**Requirement A:** In the interview transcript, copy the part that opens with the words containing "Scott Rahn  41:16" and closes with "you care about.", and swap "decision" for "choice" wherever it occurs.
**Requirement B:** List every timestamp that follows a speaker's name in the interview transcript.

Mike Malatesta  40:33

That’s got to be super gratifying. Congratulations.

Scott Rahn  40:38

Thank you. Sorry about that.

Mike Malatesta  40:39

But it’s okay. When you say I have a couple of questions for you, when you had this out of body experience at this lunch, you said, you’ve been thinking about it, when you when you chose to really, you know, buckle down make the move? Was How is you know, you’re married? You got three young kids? How was the discussion about this with your wife? How did you know because that’s a that’s a it’s not just you, right? It’s a big? It’s a big thing. And I’m just curious how we did that make it easier, tougher? Well,

Scott Rahn  41:16

the to make a long story short, I’m divorced. Okay. But I don’t think that was the driving force in any way, shape, or form. There were other other elements at play. But there was support for it. I mean, obviously, you know, just like we do with our team. Now, you know, any relationship is based on communication, right? In, you know, a marriage is a partnership, just like a law firm partnership, or any other partnerships. So, you know, there was a lot of discussion leading up to the decision to launch out and do this. And, you know, I had the support of, of my now x and, you know, my mom, and the kids didn’t know well enough, they were excited about it. Sure, it was, but it’s, you know, it’s a decision that needs to be taken, you know, in consultation with the people that you care about.

(Position identification records)

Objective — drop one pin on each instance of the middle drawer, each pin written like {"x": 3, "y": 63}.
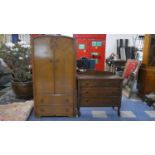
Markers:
{"x": 99, "y": 91}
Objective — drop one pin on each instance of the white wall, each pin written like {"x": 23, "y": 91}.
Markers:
{"x": 111, "y": 42}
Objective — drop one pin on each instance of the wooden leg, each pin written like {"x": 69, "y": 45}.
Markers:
{"x": 118, "y": 112}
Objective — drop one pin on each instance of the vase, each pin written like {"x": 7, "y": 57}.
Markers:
{"x": 23, "y": 90}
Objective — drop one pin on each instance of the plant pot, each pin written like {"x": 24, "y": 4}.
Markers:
{"x": 23, "y": 90}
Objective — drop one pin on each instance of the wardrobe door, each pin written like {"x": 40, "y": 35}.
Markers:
{"x": 64, "y": 69}
{"x": 43, "y": 66}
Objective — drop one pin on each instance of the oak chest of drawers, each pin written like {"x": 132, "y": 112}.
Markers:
{"x": 99, "y": 90}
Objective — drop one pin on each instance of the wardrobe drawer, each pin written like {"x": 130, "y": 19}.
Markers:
{"x": 55, "y": 110}
{"x": 100, "y": 91}
{"x": 100, "y": 101}
{"x": 101, "y": 83}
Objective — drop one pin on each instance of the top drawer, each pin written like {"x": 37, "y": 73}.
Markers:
{"x": 101, "y": 83}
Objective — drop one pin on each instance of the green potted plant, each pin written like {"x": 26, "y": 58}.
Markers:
{"x": 18, "y": 59}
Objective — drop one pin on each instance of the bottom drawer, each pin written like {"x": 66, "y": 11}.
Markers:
{"x": 100, "y": 102}
{"x": 54, "y": 110}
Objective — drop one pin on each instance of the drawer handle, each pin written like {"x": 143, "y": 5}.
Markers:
{"x": 67, "y": 100}
{"x": 42, "y": 101}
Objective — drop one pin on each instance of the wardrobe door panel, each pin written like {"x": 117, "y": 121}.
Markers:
{"x": 43, "y": 62}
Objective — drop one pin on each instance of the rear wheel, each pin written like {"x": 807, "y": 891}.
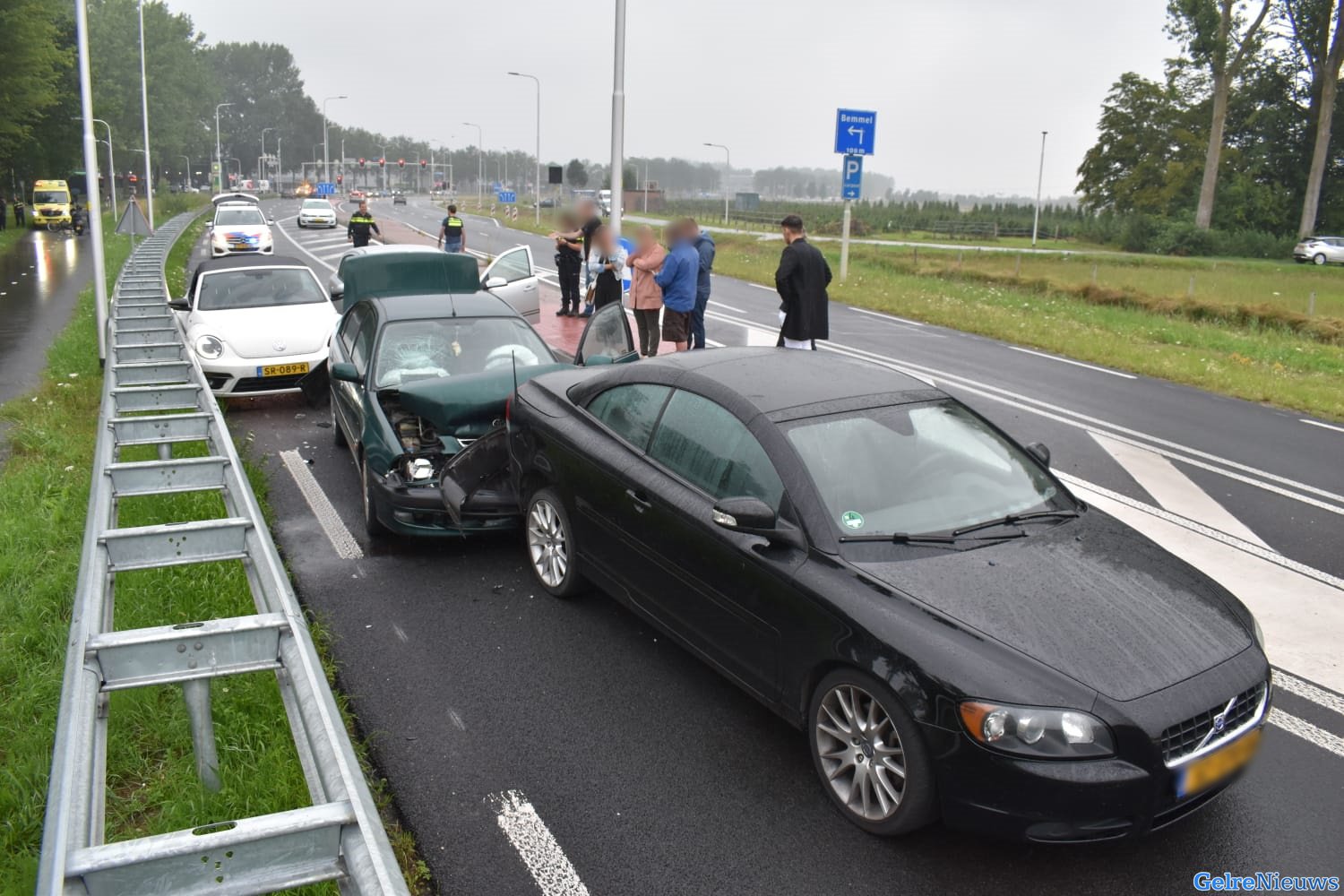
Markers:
{"x": 870, "y": 755}
{"x": 550, "y": 544}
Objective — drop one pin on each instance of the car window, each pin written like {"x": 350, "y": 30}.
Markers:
{"x": 513, "y": 266}
{"x": 714, "y": 450}
{"x": 631, "y": 410}
{"x": 257, "y": 288}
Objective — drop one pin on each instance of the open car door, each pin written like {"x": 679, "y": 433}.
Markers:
{"x": 607, "y": 339}
{"x": 513, "y": 277}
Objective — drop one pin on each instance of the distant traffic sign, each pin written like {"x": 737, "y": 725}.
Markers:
{"x": 855, "y": 132}
{"x": 852, "y": 177}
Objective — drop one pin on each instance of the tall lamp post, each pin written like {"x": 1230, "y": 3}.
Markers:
{"x": 220, "y": 159}
{"x": 728, "y": 169}
{"x": 144, "y": 115}
{"x": 1040, "y": 175}
{"x": 538, "y": 182}
{"x": 327, "y": 167}
{"x": 480, "y": 166}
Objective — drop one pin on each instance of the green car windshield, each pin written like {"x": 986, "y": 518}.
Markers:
{"x": 411, "y": 351}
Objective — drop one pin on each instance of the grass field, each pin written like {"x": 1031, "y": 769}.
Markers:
{"x": 152, "y": 786}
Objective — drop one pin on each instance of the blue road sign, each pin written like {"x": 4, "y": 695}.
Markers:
{"x": 852, "y": 177}
{"x": 855, "y": 132}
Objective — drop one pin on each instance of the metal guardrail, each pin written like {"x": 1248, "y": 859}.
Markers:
{"x": 155, "y": 394}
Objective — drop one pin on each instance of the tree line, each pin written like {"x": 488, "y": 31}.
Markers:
{"x": 1233, "y": 148}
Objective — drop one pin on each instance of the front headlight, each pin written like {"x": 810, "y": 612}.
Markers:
{"x": 210, "y": 347}
{"x": 1037, "y": 731}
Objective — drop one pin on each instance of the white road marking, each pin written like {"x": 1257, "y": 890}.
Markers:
{"x": 336, "y": 532}
{"x": 534, "y": 841}
{"x": 1306, "y": 731}
{"x": 1069, "y": 360}
{"x": 1175, "y": 490}
{"x": 886, "y": 317}
{"x": 1300, "y": 608}
{"x": 1308, "y": 691}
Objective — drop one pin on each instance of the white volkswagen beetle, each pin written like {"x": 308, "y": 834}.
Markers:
{"x": 257, "y": 324}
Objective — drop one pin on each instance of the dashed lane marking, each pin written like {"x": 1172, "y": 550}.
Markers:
{"x": 532, "y": 840}
{"x": 1069, "y": 360}
{"x": 322, "y": 506}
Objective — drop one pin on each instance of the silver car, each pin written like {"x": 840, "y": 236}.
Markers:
{"x": 1320, "y": 250}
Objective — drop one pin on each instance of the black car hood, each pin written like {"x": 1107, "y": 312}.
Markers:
{"x": 1090, "y": 598}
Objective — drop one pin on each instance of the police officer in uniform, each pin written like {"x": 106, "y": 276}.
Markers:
{"x": 452, "y": 234}
{"x": 360, "y": 223}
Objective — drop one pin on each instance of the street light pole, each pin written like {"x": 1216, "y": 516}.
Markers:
{"x": 728, "y": 169}
{"x": 327, "y": 167}
{"x": 538, "y": 183}
{"x": 618, "y": 120}
{"x": 1040, "y": 175}
{"x": 220, "y": 159}
{"x": 144, "y": 115}
{"x": 480, "y": 166}
{"x": 99, "y": 274}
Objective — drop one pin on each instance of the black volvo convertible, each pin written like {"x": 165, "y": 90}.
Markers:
{"x": 957, "y": 634}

**Worked answer A:**
Scott Rahn  41:16

the to make a long story short, I’m divorced. Okay. But I don’t think that was the driving force in any way, shape, or form. There were other other elements at play. But there was support for it. I mean, obviously, you know, just like we do with our team. Now, you know, any relationship is based on communication, right? In, you know, a marriage is a partnership, just like a law firm partnership, or any other partnerships. So, you know, there was a lot of discussion leading up to the choice to launch out and do this. And, you know, I had the support of, of my now x and, you know, my mom, and the kids didn’t know well enough, they were excited about it. Sure, it was, but it’s, you know, it’s a choice that needs to be taken, you know, in consultation with the people that you care about.

**Worked answer B:** 40:33, 40:38, 40:39, 41:16